Copie o trecho do texto sobre o mercado de sucata que começa em "Estamos faturando 30%" e termina após "280 que mantinha.", trocando "funcionários" por "empregados".

------ TEXTO FORNECIDO

Luciana Collet, Jornal do Brasil
SÃO PAULO - O preço do ferro e do aço no mercado sucateiro caiu drasticamente a partir do segundo semestre do ano passado, a ponto de tornar o negócio inviável, seja para catadores, seja para depósitos, cooperativas e até empresas de processamento de sucata. Mas, para estas últimas, a solução tem sido pouco convencional: a exportação.
A RFR Reciclagem, uma das maiores empresa de processamento de ferro e aço do país, já embarcou 15 mil toneladas de sucata de ferro para China, Coréia, Índia, Paquistão e Vietnã. Os embarques, que começaram no fim de dezembro, têm sido ampliados mês a mês.
Em fevereiro exportamos 10 mil toneladas; em março, já temos fechados contratos para mais 10 mil, mas com certeza vai ser maior afirmou Marcos Fonseca, diretor da RFR. O setor no país não tem histórico de exportação, porque é um processo complexo. Não existe estrutura portuária para exportar a granel; temos de embarcar em contêiner, cujo frete é oneroso.
A RFR, que tem capacidade para processar até 40 mil toneladas de ferro e aço por mês, está operando com cerca de 50% de ociosidade, com produção de 22 mil toneladas por mês, das quais atualmente metade é embarcada.
Estamos faturando 30% do que faturávamos queixa-se Fonseca, ao revelar que caiu de R$ 20 milhões por mês para R$ 6 milhões mensais. Com a queda, a empresa reduziu em 25% o quadro de funcionários, dos 280 que mantinha.
A Trufer Comércio de Sucatas também informou que começou a exportar para compensar a queda no faturamento. Marcio Rodriguez, diretor da empresa, não revelou valores, mas disse que, em janeiro, as vendas caíram 70% em relação a janeiro do ano passado. Com isso, a empresa precisou cortar custos.

------------
------ DADOS DE ENTRADA

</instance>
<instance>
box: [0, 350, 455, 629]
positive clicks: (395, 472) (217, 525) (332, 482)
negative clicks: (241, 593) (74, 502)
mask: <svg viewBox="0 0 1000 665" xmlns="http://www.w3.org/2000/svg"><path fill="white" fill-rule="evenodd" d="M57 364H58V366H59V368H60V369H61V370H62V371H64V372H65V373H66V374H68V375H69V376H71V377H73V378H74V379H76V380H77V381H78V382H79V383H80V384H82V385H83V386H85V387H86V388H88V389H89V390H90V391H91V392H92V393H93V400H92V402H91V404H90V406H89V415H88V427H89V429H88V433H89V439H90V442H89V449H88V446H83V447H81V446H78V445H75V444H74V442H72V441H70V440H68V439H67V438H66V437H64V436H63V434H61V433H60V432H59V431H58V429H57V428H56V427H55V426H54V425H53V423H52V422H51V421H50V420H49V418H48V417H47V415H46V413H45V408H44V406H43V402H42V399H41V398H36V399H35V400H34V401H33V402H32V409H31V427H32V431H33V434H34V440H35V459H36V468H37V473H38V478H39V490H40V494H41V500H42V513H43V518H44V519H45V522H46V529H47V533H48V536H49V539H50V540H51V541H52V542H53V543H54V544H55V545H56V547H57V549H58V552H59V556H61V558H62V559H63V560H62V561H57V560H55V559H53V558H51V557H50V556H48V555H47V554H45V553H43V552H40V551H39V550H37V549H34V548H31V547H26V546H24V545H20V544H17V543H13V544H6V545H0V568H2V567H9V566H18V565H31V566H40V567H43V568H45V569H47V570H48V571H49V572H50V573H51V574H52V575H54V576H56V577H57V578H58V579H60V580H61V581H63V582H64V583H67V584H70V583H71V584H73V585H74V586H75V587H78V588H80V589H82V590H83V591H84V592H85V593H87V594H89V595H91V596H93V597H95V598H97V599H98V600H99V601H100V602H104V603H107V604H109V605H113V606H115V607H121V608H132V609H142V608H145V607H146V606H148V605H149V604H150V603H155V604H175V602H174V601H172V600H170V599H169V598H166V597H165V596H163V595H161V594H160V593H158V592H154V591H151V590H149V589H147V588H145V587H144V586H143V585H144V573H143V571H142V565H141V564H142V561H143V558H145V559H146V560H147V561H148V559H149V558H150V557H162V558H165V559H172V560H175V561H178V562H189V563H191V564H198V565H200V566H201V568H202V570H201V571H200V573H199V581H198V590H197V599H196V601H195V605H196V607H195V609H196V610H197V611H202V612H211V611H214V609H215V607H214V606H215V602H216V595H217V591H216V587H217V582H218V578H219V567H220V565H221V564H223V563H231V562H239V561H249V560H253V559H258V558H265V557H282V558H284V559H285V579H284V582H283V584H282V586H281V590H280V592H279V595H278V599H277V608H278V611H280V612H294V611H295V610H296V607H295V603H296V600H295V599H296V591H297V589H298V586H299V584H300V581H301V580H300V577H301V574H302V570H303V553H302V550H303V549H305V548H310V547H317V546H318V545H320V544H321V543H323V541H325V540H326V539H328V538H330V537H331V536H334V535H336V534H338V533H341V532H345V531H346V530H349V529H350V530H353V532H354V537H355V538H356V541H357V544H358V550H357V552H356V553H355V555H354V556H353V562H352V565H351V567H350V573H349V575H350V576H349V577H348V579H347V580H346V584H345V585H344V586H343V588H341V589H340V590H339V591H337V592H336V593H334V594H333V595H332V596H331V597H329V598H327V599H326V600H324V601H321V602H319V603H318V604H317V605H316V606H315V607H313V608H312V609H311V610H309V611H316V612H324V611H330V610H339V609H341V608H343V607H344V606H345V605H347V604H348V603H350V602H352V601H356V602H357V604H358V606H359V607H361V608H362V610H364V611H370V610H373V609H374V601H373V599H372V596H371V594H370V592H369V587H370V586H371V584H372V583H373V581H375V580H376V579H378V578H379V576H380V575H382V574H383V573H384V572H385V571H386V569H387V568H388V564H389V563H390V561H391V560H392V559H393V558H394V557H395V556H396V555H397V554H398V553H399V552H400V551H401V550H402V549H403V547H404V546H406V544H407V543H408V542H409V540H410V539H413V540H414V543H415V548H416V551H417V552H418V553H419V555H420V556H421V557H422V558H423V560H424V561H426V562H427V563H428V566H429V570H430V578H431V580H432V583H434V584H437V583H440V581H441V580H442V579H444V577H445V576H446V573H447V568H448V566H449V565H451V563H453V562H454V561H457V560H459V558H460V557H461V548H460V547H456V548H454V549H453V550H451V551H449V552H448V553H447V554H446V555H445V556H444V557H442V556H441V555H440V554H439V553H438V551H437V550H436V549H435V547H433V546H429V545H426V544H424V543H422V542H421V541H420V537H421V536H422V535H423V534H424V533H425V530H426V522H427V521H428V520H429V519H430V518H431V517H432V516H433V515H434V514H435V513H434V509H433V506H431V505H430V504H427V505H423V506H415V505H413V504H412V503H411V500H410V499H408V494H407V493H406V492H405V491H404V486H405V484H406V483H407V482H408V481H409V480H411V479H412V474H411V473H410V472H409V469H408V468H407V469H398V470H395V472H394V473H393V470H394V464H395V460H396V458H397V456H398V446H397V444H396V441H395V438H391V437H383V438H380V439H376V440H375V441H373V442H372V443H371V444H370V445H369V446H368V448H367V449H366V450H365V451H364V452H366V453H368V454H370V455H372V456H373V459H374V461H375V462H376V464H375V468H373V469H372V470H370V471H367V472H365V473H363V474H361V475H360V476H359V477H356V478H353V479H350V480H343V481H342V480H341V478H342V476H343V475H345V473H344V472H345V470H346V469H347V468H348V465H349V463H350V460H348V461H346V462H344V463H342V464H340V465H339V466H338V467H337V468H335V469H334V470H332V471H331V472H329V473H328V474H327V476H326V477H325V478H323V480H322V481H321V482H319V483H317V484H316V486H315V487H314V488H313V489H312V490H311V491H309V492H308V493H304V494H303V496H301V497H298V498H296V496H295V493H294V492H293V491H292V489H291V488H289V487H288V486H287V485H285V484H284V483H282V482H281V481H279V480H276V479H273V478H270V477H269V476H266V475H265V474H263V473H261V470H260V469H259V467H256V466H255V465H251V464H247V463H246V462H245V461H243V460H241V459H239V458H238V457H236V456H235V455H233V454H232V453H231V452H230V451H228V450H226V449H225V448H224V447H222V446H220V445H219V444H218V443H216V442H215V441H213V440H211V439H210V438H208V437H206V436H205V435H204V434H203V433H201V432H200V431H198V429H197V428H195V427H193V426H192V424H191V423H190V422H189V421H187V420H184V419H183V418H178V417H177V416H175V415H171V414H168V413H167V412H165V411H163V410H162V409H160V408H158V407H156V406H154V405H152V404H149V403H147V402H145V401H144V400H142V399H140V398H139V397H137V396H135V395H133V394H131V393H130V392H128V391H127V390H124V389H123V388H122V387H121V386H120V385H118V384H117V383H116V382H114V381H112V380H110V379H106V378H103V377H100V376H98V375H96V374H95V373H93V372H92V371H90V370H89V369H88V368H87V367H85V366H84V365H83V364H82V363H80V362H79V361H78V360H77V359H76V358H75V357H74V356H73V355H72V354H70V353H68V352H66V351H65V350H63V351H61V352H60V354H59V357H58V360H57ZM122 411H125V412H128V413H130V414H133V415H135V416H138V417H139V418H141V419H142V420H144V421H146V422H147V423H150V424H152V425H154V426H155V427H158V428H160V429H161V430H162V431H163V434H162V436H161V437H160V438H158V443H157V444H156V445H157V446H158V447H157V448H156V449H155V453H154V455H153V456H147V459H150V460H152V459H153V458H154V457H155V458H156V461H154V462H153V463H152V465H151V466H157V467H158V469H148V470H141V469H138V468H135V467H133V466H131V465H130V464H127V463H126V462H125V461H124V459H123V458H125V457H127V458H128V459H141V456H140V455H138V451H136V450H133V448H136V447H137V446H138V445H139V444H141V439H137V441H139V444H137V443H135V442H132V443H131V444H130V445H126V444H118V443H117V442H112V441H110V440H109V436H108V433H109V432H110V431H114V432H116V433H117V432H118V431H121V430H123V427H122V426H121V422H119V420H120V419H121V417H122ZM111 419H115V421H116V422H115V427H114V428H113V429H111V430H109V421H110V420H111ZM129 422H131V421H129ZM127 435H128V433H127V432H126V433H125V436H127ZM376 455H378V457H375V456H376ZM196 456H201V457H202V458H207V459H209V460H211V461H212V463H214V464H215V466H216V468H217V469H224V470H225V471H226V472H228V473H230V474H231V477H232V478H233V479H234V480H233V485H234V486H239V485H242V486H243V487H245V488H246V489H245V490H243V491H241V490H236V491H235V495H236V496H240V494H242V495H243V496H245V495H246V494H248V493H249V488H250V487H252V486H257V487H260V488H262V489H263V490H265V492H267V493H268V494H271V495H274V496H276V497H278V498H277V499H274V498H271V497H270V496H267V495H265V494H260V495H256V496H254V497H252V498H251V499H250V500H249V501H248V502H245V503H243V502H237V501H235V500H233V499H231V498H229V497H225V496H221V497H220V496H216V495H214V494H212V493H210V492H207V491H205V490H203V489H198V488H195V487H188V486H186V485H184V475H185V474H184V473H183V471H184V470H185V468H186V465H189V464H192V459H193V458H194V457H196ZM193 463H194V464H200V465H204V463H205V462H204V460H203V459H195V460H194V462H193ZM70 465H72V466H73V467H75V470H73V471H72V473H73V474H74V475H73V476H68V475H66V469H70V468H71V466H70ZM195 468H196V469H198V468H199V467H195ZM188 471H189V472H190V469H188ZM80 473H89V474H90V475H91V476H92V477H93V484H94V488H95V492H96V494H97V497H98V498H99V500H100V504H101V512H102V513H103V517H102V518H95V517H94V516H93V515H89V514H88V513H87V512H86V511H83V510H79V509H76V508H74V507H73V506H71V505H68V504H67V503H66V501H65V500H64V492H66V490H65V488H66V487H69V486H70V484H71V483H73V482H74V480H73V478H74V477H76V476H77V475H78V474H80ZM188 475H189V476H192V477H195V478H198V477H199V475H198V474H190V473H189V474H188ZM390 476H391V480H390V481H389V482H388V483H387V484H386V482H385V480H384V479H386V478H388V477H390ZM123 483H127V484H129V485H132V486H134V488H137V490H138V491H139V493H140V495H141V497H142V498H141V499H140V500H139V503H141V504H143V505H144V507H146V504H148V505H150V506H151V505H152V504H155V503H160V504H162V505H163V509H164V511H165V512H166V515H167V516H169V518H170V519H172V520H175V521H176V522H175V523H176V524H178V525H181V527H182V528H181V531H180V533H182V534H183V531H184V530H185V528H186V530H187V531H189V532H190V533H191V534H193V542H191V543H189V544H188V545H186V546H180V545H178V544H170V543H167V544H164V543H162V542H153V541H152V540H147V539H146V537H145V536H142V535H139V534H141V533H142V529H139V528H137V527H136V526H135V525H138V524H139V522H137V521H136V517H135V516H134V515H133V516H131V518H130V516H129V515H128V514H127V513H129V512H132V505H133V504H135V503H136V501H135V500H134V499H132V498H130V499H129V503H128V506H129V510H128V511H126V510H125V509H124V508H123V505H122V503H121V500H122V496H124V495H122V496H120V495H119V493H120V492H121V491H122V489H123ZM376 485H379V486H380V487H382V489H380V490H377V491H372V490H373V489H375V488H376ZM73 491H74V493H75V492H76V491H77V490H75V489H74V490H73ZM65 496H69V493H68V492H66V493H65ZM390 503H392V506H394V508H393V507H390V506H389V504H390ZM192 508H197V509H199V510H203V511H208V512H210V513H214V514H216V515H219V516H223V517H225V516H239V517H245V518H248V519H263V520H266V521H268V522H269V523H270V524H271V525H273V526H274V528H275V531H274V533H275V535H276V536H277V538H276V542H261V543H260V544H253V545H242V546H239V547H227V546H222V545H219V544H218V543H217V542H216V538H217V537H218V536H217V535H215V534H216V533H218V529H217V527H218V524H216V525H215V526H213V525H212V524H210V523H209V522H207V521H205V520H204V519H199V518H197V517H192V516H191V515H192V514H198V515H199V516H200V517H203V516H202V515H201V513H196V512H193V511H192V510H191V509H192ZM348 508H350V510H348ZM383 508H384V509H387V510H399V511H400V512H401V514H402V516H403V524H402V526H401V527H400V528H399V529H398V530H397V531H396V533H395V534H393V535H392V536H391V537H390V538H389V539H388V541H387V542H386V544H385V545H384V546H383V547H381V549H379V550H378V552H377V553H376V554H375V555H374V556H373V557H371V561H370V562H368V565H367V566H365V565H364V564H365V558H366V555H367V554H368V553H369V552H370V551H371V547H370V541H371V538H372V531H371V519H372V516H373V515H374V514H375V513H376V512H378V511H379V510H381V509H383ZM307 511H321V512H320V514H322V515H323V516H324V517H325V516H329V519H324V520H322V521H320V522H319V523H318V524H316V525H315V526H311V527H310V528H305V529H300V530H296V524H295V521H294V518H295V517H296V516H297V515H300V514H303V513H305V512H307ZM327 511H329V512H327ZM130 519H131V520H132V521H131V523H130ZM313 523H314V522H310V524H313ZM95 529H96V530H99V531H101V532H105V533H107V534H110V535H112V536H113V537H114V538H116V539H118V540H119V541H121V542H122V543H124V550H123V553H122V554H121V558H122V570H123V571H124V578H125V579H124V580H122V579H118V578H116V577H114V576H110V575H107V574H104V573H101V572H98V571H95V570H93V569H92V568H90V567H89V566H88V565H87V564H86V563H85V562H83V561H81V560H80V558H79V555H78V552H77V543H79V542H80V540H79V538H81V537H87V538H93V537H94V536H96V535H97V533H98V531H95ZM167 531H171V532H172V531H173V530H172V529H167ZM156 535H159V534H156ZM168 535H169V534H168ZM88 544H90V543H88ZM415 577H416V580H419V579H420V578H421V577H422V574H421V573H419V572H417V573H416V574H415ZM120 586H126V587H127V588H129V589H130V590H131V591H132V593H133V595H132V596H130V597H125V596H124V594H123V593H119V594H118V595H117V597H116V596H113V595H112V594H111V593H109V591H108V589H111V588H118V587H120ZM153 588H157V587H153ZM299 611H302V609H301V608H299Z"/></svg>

------------

## RESPOSTA À TAREFA
Estamos faturando 30% do que faturávamos queixa-se Fonseca, ao revelar que caiu de R$ 20 milhões por mês para R$ 6 milhões mensais. Com a queda, a empresa reduziu em 25% o quadro de empregados, dos 280 que mantinha.